**Exercise details:**
Lines to restate from the data below: from the one containing "Target: large picture window" to the one containing "Target: white propane tank", both included. Give them again exactly, and only them.

**Data supplied:**
>>>>
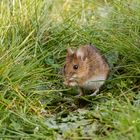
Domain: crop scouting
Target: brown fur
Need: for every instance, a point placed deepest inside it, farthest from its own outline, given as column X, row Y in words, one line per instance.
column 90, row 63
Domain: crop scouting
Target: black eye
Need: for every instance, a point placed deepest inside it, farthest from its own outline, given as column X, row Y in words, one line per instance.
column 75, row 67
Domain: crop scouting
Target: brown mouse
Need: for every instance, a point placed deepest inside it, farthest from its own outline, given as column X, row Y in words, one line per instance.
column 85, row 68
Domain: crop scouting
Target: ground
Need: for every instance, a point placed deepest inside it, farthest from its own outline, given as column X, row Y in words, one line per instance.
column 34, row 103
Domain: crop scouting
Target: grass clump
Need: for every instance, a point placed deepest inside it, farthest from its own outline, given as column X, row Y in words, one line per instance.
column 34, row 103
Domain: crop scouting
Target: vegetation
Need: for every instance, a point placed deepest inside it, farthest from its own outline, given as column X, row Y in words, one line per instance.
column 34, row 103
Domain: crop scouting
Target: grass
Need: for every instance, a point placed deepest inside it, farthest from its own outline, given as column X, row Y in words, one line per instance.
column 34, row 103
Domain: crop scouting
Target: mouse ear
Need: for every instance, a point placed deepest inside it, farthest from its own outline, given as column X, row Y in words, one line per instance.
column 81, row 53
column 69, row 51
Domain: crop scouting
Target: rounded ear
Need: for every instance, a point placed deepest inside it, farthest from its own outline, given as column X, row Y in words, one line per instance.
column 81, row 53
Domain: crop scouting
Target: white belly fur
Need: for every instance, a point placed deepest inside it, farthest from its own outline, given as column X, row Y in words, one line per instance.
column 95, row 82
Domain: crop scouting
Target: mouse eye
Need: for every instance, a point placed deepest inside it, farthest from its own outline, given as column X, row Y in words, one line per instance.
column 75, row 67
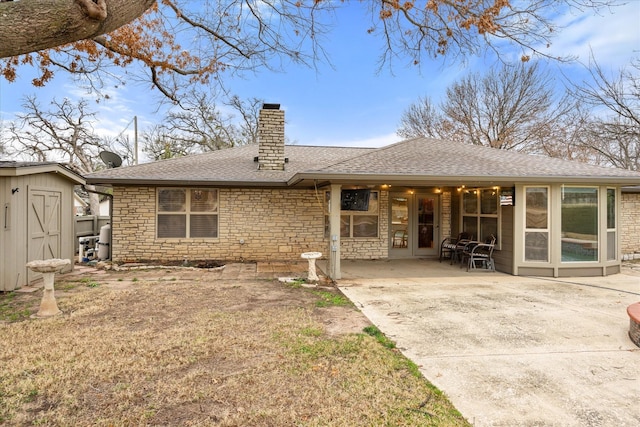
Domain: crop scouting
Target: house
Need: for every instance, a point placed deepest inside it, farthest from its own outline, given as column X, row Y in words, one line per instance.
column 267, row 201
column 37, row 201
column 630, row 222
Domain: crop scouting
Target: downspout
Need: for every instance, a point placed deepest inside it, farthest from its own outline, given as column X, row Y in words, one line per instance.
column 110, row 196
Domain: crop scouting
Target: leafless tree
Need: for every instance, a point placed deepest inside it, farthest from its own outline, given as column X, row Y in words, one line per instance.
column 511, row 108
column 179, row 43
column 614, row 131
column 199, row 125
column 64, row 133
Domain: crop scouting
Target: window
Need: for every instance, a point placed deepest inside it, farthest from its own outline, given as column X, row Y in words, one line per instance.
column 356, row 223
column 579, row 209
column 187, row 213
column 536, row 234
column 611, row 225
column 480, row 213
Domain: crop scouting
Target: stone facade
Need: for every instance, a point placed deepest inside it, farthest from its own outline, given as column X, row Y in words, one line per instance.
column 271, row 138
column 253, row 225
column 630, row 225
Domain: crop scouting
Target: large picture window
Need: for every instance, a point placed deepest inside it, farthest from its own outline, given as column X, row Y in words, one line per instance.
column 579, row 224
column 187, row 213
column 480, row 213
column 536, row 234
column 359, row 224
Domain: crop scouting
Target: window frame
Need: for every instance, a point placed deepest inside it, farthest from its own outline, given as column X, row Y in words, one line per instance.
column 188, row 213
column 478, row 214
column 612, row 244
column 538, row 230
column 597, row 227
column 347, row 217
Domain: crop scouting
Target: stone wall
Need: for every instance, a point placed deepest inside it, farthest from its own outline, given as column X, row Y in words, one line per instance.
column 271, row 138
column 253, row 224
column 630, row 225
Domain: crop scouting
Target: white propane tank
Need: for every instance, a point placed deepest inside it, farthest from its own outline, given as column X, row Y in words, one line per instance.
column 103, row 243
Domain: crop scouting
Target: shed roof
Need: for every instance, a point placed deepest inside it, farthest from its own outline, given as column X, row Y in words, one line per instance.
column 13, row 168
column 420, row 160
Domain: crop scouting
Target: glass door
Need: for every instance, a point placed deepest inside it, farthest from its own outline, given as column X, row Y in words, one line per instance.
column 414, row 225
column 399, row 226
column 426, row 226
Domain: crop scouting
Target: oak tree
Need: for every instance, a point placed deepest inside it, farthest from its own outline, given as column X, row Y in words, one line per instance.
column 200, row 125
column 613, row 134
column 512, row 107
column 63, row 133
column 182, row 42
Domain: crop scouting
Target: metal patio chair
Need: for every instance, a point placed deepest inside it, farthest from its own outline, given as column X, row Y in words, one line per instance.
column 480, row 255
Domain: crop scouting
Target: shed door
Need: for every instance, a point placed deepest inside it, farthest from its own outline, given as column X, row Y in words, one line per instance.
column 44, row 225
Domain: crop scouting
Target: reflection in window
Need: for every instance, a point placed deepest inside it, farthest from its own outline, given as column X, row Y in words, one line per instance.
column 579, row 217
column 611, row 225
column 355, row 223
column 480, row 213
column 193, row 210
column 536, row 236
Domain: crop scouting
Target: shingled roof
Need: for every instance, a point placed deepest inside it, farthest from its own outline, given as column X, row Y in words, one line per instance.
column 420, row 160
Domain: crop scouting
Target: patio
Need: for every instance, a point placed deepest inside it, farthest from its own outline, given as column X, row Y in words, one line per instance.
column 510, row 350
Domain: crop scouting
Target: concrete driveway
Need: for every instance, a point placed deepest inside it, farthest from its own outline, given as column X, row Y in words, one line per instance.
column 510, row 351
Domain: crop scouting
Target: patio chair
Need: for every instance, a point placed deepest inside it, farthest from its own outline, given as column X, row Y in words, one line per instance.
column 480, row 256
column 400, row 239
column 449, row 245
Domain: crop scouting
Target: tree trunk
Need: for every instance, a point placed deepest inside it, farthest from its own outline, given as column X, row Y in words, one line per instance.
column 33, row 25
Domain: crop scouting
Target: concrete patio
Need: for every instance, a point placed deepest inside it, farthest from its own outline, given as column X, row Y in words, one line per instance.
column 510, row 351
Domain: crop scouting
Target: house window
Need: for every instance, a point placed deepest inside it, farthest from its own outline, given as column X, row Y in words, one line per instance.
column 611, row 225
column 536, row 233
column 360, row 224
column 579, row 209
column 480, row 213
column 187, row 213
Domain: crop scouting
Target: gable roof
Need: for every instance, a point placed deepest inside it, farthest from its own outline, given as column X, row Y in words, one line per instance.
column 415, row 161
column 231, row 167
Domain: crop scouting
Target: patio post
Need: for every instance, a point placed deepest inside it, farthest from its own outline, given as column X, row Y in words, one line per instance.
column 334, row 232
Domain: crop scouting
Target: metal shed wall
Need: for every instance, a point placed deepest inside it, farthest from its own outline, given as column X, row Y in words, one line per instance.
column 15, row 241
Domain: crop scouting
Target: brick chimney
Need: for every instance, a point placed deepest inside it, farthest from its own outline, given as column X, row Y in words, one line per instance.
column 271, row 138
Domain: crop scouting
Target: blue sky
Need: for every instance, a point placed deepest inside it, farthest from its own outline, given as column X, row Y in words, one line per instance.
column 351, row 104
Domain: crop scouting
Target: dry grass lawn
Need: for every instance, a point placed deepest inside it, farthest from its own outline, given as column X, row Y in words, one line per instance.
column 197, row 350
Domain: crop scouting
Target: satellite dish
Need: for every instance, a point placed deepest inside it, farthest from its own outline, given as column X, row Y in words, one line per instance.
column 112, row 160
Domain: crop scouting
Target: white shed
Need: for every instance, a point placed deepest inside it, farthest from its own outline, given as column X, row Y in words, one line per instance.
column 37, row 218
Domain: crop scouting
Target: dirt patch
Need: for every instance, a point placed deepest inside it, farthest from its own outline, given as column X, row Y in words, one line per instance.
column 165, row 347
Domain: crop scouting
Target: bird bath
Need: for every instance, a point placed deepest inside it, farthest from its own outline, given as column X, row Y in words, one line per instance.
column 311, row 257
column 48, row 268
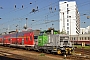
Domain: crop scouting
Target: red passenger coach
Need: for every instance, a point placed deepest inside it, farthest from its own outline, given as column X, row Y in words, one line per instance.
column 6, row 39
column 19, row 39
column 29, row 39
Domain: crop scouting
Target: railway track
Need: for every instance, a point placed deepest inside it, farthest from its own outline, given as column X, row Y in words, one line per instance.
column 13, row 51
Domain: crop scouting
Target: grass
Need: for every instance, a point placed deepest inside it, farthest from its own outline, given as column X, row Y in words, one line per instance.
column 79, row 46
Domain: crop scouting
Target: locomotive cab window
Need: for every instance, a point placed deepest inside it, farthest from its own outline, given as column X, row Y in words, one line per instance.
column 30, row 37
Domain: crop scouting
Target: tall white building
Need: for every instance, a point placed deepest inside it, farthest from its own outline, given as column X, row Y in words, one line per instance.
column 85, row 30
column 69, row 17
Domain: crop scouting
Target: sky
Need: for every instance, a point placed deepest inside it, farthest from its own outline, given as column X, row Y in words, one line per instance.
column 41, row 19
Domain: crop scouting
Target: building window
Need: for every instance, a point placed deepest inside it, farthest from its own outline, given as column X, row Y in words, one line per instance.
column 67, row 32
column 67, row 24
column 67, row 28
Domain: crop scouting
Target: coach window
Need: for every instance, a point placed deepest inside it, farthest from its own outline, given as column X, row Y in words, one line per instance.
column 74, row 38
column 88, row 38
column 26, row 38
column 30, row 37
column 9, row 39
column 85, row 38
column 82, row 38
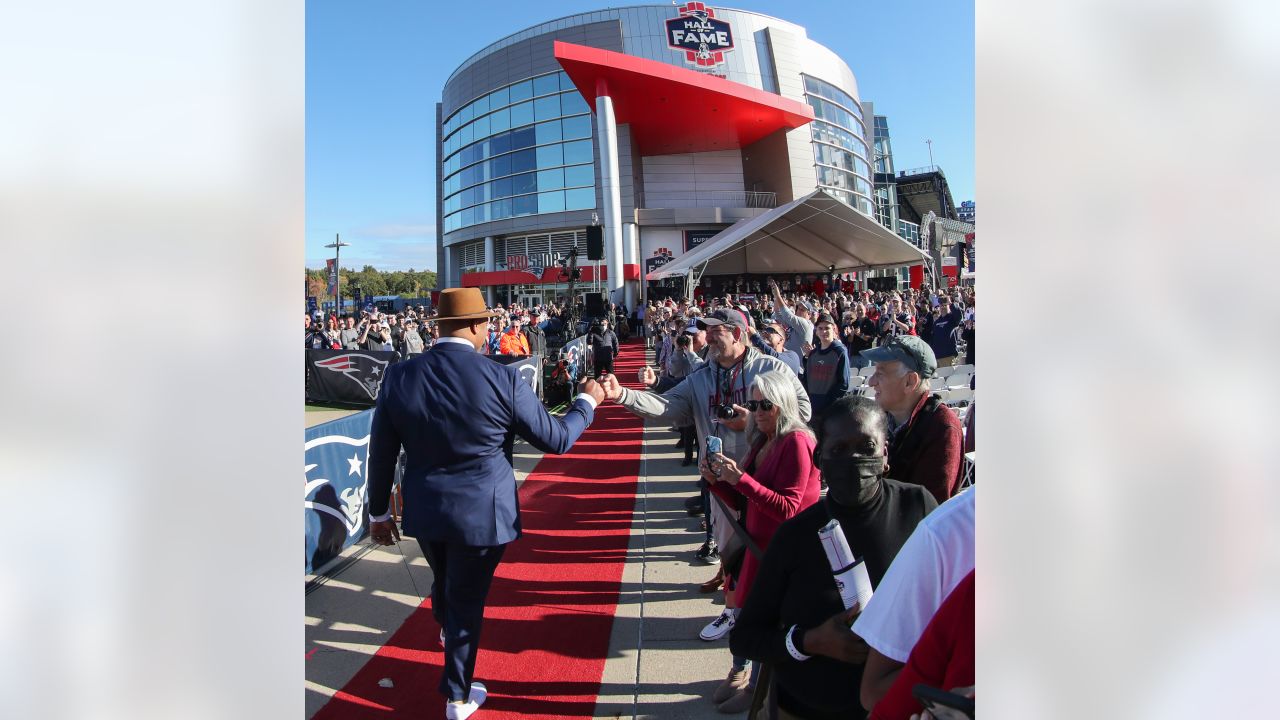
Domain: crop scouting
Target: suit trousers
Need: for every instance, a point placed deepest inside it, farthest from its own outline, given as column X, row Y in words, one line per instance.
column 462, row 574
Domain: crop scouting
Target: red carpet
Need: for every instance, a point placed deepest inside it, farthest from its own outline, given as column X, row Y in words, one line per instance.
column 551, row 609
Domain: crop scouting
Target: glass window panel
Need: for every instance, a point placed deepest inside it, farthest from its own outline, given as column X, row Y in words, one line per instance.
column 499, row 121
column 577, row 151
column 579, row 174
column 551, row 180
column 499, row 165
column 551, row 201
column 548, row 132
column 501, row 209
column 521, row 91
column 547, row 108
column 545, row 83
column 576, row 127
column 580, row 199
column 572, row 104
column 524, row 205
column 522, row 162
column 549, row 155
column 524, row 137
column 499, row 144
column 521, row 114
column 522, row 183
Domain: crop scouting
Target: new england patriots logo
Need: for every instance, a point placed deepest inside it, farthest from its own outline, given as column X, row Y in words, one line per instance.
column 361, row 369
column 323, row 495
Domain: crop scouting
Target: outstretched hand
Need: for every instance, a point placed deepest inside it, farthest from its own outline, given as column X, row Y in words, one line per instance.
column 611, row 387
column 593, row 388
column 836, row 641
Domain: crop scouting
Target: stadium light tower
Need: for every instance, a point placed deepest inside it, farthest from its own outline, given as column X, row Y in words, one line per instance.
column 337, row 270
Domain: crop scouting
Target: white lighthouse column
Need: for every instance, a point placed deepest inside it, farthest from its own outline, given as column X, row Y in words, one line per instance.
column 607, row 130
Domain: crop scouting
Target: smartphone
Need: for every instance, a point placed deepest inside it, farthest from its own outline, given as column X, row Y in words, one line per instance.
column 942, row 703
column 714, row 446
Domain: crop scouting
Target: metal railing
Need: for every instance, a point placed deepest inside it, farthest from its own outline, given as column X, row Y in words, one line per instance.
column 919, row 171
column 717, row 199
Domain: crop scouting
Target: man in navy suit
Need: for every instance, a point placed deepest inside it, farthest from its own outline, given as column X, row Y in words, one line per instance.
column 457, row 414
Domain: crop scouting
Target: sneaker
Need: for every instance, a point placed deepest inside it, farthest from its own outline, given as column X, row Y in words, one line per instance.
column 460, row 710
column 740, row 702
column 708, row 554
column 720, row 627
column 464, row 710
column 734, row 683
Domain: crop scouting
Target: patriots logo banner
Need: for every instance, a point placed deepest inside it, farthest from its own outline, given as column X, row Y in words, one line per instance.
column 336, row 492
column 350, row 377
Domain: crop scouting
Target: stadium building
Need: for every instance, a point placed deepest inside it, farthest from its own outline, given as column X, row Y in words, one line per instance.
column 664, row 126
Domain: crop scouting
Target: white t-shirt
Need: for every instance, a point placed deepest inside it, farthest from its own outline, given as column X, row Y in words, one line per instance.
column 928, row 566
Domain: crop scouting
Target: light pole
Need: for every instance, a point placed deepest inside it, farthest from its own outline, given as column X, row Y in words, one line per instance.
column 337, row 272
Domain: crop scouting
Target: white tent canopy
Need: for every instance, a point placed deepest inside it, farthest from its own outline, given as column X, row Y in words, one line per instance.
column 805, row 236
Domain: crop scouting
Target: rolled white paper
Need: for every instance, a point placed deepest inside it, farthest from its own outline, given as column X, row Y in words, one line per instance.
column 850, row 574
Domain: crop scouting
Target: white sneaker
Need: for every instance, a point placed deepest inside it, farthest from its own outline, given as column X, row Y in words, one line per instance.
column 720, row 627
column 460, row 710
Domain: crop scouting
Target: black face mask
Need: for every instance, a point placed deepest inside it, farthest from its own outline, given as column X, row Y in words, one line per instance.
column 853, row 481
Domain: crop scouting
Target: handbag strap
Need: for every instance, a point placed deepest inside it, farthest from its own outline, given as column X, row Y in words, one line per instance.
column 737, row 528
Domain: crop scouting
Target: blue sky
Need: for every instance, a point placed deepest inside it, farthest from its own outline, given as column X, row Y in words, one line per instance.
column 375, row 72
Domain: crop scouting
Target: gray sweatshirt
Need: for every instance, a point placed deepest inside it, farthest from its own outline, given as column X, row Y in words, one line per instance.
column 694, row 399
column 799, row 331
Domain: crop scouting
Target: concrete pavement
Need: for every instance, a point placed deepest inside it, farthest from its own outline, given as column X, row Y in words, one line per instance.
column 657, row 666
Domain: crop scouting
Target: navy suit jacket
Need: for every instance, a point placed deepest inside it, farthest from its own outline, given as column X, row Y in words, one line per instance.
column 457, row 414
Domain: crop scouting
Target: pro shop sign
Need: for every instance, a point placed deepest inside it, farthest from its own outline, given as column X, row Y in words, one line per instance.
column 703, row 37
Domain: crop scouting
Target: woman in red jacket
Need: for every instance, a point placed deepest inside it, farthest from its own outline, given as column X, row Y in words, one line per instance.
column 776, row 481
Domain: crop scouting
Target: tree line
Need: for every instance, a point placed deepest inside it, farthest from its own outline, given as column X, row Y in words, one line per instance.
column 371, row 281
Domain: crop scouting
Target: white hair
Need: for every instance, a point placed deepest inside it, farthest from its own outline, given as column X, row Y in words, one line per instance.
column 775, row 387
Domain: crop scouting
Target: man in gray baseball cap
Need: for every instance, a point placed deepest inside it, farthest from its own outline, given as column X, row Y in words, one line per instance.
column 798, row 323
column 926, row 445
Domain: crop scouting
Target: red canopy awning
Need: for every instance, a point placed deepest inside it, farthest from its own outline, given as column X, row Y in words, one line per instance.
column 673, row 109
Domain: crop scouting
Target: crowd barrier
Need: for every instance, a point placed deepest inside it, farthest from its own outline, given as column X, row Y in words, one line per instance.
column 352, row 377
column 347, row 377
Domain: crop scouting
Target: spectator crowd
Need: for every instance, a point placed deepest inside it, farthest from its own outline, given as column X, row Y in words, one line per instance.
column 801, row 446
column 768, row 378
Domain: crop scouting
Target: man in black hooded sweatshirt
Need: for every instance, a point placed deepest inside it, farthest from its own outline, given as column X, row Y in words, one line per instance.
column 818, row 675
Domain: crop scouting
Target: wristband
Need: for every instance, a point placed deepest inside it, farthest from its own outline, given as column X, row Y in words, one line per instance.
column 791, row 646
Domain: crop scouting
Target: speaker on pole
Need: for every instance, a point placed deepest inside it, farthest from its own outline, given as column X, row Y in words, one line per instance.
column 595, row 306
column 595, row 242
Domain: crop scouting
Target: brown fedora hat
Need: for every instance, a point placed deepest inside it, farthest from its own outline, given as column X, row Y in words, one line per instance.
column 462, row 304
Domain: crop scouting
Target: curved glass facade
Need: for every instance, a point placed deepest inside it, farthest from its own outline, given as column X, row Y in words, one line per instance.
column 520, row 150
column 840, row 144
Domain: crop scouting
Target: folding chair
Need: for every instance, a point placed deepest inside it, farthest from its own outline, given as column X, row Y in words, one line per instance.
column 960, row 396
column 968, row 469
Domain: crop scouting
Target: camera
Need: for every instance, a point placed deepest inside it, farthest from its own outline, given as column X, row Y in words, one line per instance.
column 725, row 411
<<<<
**Solution:**
Target: large picture window
Need: for every instance, a point placed deepest inside it, farthest from its own outline, given as column X, row Y in words, one line per instance.
column 579, row 224
column 187, row 213
column 480, row 213
column 536, row 234
column 359, row 224
Domain: crop scouting
Target: window frame
Need: for every instance, a point placed deepest inside it, farthest from its own outline, given as column X, row Y in words, one line per instance.
column 188, row 213
column 478, row 214
column 612, row 244
column 538, row 230
column 597, row 227
column 347, row 217
Domain: crop scouting
Target: stone wall
Need: for every instance, a point placed deepest inside it, farthest from its own outline, given as column X, row Y in words, one line per instance.
column 271, row 138
column 253, row 224
column 630, row 225
Domain: crop scouting
Target: white propane tank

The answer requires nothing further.